> WHAT TO DO
Nothing but the data itself, reproduced exactly, is the expected answer.
== Segment start ==
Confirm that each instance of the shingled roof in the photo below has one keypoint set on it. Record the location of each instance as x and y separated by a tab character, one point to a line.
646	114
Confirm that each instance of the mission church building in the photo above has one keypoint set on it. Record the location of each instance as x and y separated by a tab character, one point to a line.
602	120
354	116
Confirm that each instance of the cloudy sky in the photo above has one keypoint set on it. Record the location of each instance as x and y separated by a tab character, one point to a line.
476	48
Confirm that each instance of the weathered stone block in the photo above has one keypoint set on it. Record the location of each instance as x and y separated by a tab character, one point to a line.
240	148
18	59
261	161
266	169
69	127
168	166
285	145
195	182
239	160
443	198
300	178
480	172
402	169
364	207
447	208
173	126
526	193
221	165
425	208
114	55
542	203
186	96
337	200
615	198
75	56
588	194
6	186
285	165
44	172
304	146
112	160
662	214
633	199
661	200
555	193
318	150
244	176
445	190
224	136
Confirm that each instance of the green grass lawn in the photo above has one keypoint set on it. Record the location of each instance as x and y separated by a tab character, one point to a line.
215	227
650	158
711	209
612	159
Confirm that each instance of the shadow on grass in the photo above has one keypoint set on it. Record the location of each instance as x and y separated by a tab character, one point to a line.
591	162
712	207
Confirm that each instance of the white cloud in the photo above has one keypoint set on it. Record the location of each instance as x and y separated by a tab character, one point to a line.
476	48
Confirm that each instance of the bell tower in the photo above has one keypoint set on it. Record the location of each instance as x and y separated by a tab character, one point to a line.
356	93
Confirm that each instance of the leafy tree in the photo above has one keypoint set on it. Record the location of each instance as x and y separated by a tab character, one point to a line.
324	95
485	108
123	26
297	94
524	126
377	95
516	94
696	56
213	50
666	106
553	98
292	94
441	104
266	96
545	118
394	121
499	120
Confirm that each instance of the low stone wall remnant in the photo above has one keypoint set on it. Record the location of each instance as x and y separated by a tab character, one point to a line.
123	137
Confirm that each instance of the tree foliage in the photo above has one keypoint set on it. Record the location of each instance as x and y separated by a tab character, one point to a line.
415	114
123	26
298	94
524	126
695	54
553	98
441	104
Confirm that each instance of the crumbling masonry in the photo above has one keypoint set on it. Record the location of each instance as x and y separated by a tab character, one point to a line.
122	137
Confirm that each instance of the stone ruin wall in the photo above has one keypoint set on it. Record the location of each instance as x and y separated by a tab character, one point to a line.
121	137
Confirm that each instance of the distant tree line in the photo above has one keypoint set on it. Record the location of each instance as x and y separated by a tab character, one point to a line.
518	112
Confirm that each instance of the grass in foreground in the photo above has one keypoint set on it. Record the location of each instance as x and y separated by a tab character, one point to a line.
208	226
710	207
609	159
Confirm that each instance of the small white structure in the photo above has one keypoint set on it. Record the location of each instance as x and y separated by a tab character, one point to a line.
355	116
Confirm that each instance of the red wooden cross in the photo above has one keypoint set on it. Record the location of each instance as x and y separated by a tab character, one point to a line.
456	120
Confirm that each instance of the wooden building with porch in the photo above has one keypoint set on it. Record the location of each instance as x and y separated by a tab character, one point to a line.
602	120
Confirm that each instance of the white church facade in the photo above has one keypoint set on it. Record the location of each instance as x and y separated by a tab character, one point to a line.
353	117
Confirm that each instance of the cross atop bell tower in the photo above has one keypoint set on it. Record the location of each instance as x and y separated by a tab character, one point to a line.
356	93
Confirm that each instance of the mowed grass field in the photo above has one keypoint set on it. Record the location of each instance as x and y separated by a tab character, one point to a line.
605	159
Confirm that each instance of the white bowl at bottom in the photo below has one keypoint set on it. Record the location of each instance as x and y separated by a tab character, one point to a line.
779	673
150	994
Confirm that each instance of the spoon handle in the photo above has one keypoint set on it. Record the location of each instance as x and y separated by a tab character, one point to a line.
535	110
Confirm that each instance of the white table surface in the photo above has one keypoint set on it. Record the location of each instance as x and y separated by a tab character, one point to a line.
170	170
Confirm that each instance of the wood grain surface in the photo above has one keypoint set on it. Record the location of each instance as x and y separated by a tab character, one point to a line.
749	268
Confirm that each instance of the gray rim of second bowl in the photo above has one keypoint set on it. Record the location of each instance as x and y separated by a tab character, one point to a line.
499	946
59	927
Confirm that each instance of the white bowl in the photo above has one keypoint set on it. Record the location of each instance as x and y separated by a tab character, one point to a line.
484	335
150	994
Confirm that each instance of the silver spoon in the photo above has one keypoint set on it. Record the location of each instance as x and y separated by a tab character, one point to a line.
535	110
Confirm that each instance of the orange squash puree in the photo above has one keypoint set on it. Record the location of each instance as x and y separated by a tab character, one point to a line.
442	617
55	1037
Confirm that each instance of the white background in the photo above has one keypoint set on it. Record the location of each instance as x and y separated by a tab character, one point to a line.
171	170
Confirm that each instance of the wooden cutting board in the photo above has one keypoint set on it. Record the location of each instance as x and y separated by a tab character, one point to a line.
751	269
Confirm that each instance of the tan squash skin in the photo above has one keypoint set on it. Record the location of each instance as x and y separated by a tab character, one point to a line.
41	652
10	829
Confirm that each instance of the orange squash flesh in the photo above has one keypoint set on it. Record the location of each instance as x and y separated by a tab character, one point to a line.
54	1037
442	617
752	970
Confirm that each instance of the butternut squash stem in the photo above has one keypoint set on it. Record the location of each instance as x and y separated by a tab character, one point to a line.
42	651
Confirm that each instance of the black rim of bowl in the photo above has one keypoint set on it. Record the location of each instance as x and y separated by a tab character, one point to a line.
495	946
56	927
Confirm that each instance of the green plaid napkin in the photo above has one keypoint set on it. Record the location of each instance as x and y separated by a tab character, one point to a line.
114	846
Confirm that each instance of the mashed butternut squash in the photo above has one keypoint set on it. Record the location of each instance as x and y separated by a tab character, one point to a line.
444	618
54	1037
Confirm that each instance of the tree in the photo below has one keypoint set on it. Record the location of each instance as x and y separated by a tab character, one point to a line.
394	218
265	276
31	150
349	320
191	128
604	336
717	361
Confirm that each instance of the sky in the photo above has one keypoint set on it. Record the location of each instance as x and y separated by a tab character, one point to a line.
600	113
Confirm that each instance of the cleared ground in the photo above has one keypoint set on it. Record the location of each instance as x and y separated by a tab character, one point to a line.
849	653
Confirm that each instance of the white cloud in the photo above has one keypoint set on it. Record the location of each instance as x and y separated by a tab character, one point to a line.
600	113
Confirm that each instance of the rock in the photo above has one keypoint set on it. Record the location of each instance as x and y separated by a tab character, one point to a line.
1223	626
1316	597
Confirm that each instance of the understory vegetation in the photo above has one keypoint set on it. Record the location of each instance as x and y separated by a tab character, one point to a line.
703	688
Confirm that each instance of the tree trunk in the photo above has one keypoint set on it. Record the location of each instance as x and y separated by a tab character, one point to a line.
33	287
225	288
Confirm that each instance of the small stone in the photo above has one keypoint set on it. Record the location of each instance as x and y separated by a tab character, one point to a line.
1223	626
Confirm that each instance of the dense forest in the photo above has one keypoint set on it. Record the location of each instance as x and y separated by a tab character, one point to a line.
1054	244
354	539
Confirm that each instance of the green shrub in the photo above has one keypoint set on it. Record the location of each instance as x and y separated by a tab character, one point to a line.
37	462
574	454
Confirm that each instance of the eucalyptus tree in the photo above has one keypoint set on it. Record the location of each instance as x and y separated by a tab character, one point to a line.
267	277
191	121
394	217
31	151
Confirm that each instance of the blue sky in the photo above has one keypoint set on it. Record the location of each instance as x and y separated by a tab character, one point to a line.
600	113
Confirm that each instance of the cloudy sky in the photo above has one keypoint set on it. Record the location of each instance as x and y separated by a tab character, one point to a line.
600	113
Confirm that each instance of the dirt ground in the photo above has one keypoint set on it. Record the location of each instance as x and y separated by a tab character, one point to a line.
== Segment end ==
> EXERCISE ANSWER
Confirm that each instance of the shingled roof in the photo below has one keypoint set on it. Record the location of each instance as x and y separated by a tab character, one point to a line.
646	114
Confirm that each instance of the mission church building in the photo above has one keypoint set on it. Record the location of each instance as x and y separated by a tab character, one point to a line.
602	120
354	116
Confirm that each instance of the cloudy sky in the photo above has one keypoint set on it. Record the location of each instance as x and y separated by a tab character, one point to a line.
476	48
Confirm that each instance of the weathered stone block in the photo above has one keypoint set on it. Record the location of each instance as x and y separated by a tab character, one point to a line.
240	148
18	59
261	161
266	169
69	127
168	166
285	145
195	182
239	160
443	198
300	178
480	172
402	169
364	207
447	208
173	126
526	193
221	165
425	208
114	55
542	203
186	96
337	200
615	198
75	56
588	194
6	186
285	165
44	172
304	146
112	160
662	214
633	199
661	200
555	193
318	150
244	176
445	190
224	136
Confirm that each instance of the green grass lawn in the photo above has one keypoint set on it. Record the location of each instance as x and y separated by a tab character, one point to a line.
215	227
650	158
711	209
612	159
Confirm that each instance of the shadow on grass in the photo above has one keypoint set on it. Record the location of each instance as x and y separated by a tab character, one point to a line.
591	162
712	207
Confirm that each instance of the white cloud in the photo above has one keypoint set on it. Record the location of each instance as x and y separated by a tab character, one point to a line.
476	48
Confirm that each instance of the bell tower in the photo above has one keypoint set on it. Record the location of each instance as x and y separated by a tab character, one point to a line.
356	93
Confirm that each instance of the leafy tree in the photo above has one keypoint set on it. Record the location of each instance as x and y separated by a tab character, one point to a line.
324	95
485	108
123	26
297	94
524	126
377	95
516	94
696	56
213	50
666	106
553	98
292	94
441	104
266	96
545	118
394	121
499	120
Confirm that each instance of the low stone wall remnant in the photo above has one keypoint set on it. Record the location of each instance as x and y separated by a tab character, one point to a line.
123	137
Confirm that each instance of the tree foliage in the photo above has one keypoint set on it. Record the location of each instance as x and y separated by a tab character, one point to a line.
415	114
123	26
298	94
524	126
695	54
553	98
441	104
Confirm that each instance of the crumbling masonry in the photo above has one keypoint set on it. Record the location of each instance as x and y separated by a tab character, one point to a line.
122	137
Confirm that each instance of the stone ruin wall in the photo above has one keypoint set on it. Record the location of each instance as x and y separated by a tab character, one point to a line.
121	137
Confirm that each instance of the distant tree line in the photo above has one keypoint set on it. Record the location of each instance as x and y separated by a tab character, one point to a line.
518	112
Confirm that each instance of the grass in foreground in the photo above has one keypoint set on it. Record the location of each instance as x and y separated by a tab character, one point to a line.
208	226
710	207
609	159
Confirm that each instance of the small white structure in the photo above has one keypoint set on it. Record the location of each instance as x and y separated by a tab character, one point to a line.
355	116
Confirm that each instance of the red wooden cross in the photo above has one keypoint set on it. Record the location of each instance as x and y separated by a tab character, one point to a line.
456	120
Confirm that each instance of the wooden building with porch in the photo above has one keypoint set on it. Record the location of each instance as x and y separated by a tab character, one point to a line.
602	120
Confirm that each instance of the white church facade in the photo above has one keypoint set on it. Record the location of each instance as x and y separated by a tab character, one point to a line.
353	117
Confirm that each instance of the cross atop bell tower in the photo above has one keypoint set on it. Record the location of each instance as x and y separated by a tab character, one point to a line.
356	93
Confirm that each instance of the mowed grass field in the photo above has one keypoint set on it. Record the location of each instance as x and y separated by a tab character, one point to a line.
605	159
Confirm that each instance of the white bowl at bottom in the photo below has one keypoint set on it. Record the location of each instance as x and y separated by a tab character, one point to a line.
779	673
150	994
Confirm that each instance of the spoon handle in the photo above has one keypoint set on it. Record the location of each instance as x and y separated by a tab character, one point to a line.
535	110
Confirm that each instance of the white table surface in the photo above has one keypoint set on it. Record the location of each instance as x and y separated by a tab character, one point to a line.
170	170
Confirm that each instance of the wood grain surface in the photo above has one keypoint set on it. Record the location of each instance as x and y separated by a tab character, one point to a line.
749	268
Confirm that each instance of the gray rim of second bowl in the photo above has one keypoint set on it. Record the location of each instance as x and y separated by a tab character, one point to a line.
499	946
59	927
Confirm that each instance of the white bowl in the photo above has one keypoint set on it. Record the location of each instance as x and y separated by a tab character, one point to a line.
484	335
150	994
Confirm that each instance of the silver spoon in the photo above has one keypoint set on it. Record the location of each instance as x and y separated by a tab character, one point to a line.
535	110
Confirm that each instance of the orange squash puree in the photo above has one keypoint set on it. Record the location of each instance as x and y separated by a tab character, one point to a line.
442	617
55	1037
Confirm that each instance of the white background in the photo above has one keypoint set on it. Record the location of each instance as x and y separated by a tab character, one point to a line.
171	170
Confirm that each instance of the wooden cutting board in the photo above has one keypoint set on it. Record the location of each instance as x and y separated by a tab character, one point to a line.
751	269
Confirm that each instance of the tan squash skin in the photo above has one keypoint set on it. Record the location of each instance as x and y separated by a tab character, one point to a line.
41	652
10	829
Confirm that each instance of the orange squash flesh in the photo above has one keypoint set on it. Record the location of each instance as x and y separated by a tab character, one point to a line.
54	1037
442	617
752	970
Confirm that each instance of the butternut squash stem in the photo above has one keypoint set on it. Record the location of each instance as x and y separated by a tab character, one point to a line.
42	651
Confirm that each instance of the black rim of bowl in the photo above has one keypoint set on it. Record the location of each instance as x and y separated by a tab character, one point to a line.
495	946
56	927
Confirm that each instance of the green plaid napkin in the photo above has one keypoint set on it. Record the location of each instance as x and y separated by a tab character, one point to a line.
114	846
Confirm that each instance of the mashed butternut squash in the photo above has one keypoint set on it. Record the location of each instance as x and y separated by a tab character, one point to a line.
444	618
54	1037
Confirm that each instance of the tree in the photo below has one keypoint set on it. Record the location of each instance as x and y separated by a tab character, one point to a line.
394	218
265	276
31	150
349	320
191	128
604	336
717	361
Confirm that each instance of the sky in the photo above has one keypoint set on it. Record the location of each instance as x and y separated by a tab character, one point to a line.
600	113
Confirm that each instance of the cleared ground in the photo above has one keypoint set on it. Record the location of each instance as x and y separated by a tab character, one point to a line.
849	653
Confirm that each instance of the white cloud in the photo above has one keypoint set on it. Record the location of each instance as x and y separated by a tab character, one point to a line.
600	113
Confirm that each instance of the rock in the photo above has one keypoint set on it. Record the location of each instance as x and y separated by a tab character, one point to a line.
1223	626
1316	597
Confirm that each instance of the understory vegetation in the photo above has one keypoint set on it. Record the location of each instance as x and y separated by a tab character, one point to a line.
703	688
Confirm that each instance of the tree trunk in the photo above has one keypoint set on it. Record the location of each instance as x and y separated by a tab character, one point to a line.
33	287
225	288
Confirm that each instance of the small stone in the photo above has one keypoint set on it. Record the location of each instance as x and y separated by a tab character, one point to a line.
1223	626
Confirm that each instance of the dense forest in the photo above has one keypoint set on it. Record the location of each instance as x and y separated by a tab character, one point to a line.
1054	244
354	539
Confirm that each instance of the green shrub in the photo above has one keypoint set on it. Record the location of each instance as x and y separated by a tab character, one point to a line.
37	462
574	454
Confirm that each instance of the eucalyptus tree in the photo above has one keypoint set on it. Record the location of each instance as x and y separated by a tab character, one point to a line.
267	277
191	121
394	217
31	151
Confirm that each instance of the blue sky in the photo above has one keypoint set on it. Record the location of each instance as x and y separated by a tab character, one point to a line.
600	113
Confirm that each instance of the cloudy sky in the photo above has one keypoint set on it. Record the location of each instance as x and y separated by a tab character, one point to a line.
600	113
Confirm that each instance of the dirt ground in the photo above has one keypoint set on it. Record the location of each instance as x and y separated by a tab character, one point to a line.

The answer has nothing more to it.